------ Data listing ------

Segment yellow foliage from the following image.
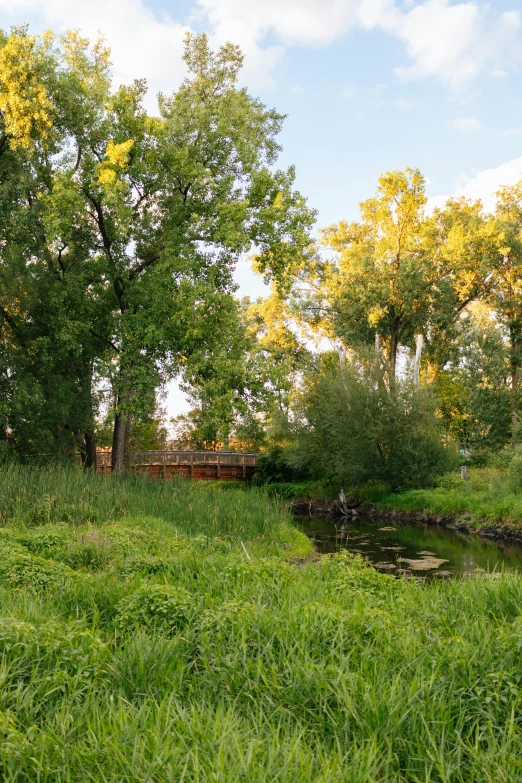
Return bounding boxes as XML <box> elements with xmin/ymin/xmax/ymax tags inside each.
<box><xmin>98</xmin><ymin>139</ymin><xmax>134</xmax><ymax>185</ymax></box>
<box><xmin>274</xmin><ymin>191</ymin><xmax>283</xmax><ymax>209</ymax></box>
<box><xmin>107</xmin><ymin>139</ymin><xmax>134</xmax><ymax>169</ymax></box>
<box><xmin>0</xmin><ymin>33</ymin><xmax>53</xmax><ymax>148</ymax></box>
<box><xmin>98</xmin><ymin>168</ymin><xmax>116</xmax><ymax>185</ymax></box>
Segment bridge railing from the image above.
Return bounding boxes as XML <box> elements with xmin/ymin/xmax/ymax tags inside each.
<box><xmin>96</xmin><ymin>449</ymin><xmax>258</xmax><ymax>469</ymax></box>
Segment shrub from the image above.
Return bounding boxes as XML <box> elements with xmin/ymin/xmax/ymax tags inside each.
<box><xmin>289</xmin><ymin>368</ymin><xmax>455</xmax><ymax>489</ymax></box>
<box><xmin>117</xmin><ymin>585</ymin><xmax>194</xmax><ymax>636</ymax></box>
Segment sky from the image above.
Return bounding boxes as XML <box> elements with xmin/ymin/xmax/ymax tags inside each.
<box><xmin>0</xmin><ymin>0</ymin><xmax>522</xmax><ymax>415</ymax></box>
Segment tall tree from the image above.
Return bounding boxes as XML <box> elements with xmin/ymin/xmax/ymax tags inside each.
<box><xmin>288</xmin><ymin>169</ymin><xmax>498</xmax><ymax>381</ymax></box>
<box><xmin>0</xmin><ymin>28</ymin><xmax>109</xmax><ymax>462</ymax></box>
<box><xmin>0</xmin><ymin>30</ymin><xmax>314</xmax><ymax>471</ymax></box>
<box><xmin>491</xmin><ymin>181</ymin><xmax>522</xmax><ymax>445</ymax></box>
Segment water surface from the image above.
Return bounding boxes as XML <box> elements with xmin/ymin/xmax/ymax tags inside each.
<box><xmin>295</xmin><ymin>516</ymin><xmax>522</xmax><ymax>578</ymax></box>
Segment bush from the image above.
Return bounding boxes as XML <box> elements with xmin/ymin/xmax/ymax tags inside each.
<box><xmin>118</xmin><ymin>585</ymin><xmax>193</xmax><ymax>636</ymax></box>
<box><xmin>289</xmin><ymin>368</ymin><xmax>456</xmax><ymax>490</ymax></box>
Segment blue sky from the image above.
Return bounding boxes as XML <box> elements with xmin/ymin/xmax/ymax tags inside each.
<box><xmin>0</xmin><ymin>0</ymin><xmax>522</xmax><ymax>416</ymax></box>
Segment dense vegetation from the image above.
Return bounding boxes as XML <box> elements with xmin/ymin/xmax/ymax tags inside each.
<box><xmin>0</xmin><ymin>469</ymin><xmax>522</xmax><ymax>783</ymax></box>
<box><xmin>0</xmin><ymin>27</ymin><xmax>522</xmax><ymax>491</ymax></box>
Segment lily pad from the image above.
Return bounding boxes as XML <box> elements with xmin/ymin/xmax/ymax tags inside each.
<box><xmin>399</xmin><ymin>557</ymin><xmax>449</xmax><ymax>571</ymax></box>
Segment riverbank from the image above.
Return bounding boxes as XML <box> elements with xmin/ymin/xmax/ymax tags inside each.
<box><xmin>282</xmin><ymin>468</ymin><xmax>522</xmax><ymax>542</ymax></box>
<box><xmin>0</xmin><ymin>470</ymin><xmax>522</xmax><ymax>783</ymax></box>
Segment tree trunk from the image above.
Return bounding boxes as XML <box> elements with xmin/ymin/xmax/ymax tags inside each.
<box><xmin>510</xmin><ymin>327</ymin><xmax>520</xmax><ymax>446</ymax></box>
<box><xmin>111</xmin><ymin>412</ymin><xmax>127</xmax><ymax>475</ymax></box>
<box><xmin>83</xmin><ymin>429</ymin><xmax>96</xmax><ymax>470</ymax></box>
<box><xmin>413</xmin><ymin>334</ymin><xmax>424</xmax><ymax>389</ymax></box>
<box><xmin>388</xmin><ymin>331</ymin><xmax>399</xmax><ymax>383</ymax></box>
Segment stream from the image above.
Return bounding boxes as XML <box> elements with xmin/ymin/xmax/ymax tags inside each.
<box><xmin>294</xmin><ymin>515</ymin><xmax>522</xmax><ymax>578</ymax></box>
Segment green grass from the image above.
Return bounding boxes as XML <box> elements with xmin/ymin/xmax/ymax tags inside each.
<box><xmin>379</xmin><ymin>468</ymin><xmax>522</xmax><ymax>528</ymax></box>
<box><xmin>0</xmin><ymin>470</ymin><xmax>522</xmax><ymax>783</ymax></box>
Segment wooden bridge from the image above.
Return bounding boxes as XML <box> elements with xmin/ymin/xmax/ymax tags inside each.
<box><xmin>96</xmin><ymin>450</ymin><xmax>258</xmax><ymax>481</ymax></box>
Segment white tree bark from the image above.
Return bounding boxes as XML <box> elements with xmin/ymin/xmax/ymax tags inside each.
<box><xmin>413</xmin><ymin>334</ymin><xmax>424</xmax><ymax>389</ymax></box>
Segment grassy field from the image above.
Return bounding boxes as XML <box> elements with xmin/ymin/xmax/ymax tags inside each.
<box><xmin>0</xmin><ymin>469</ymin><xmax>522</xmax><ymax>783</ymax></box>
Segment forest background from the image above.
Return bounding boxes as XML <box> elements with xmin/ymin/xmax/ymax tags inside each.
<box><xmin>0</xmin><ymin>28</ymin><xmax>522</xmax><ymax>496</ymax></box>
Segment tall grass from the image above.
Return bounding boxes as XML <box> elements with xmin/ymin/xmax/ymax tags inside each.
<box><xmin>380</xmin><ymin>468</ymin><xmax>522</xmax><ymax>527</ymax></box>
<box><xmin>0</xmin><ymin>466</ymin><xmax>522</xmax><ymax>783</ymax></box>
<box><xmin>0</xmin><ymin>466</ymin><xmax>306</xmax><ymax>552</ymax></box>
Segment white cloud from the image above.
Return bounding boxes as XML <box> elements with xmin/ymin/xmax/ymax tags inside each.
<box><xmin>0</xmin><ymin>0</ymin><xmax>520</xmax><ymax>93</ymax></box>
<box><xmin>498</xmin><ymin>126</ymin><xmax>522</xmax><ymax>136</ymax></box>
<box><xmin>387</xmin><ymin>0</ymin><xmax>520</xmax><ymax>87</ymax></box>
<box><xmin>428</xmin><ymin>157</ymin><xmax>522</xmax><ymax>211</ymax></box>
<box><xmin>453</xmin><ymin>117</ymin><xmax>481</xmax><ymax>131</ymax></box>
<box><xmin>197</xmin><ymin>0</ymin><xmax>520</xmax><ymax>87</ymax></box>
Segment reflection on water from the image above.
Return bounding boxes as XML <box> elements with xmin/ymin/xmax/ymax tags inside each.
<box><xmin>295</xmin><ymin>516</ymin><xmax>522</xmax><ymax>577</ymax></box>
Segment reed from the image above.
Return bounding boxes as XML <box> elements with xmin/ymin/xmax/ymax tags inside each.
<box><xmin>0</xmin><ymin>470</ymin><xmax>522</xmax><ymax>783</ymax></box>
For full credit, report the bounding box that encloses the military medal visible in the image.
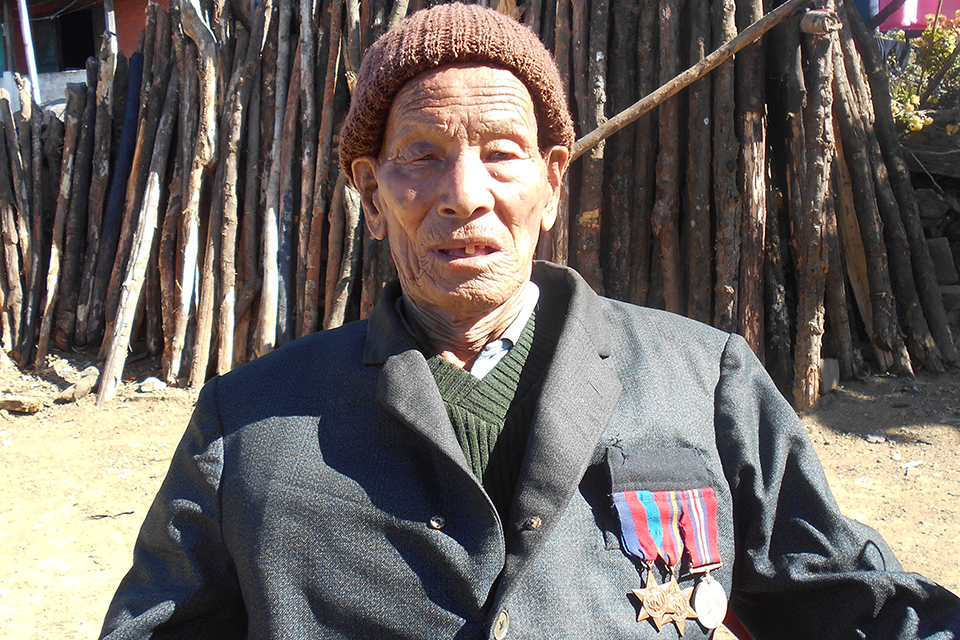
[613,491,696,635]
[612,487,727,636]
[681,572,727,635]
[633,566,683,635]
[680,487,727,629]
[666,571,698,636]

------

* Do this *
Turn the lines from the one containing "For full credit, report" through the end of the records into a JSON list of strings, one string per line, skipping blank lines and leaving out the pictures.

* Completed task *
[
  "For full credit, report the bounding box that encloses the military medal visible in the image.",
  "[613,491,696,635]",
  "[612,487,727,636]",
  "[681,572,727,635]",
  "[633,566,683,635]",
  "[680,487,727,629]",
  "[666,571,698,636]"
]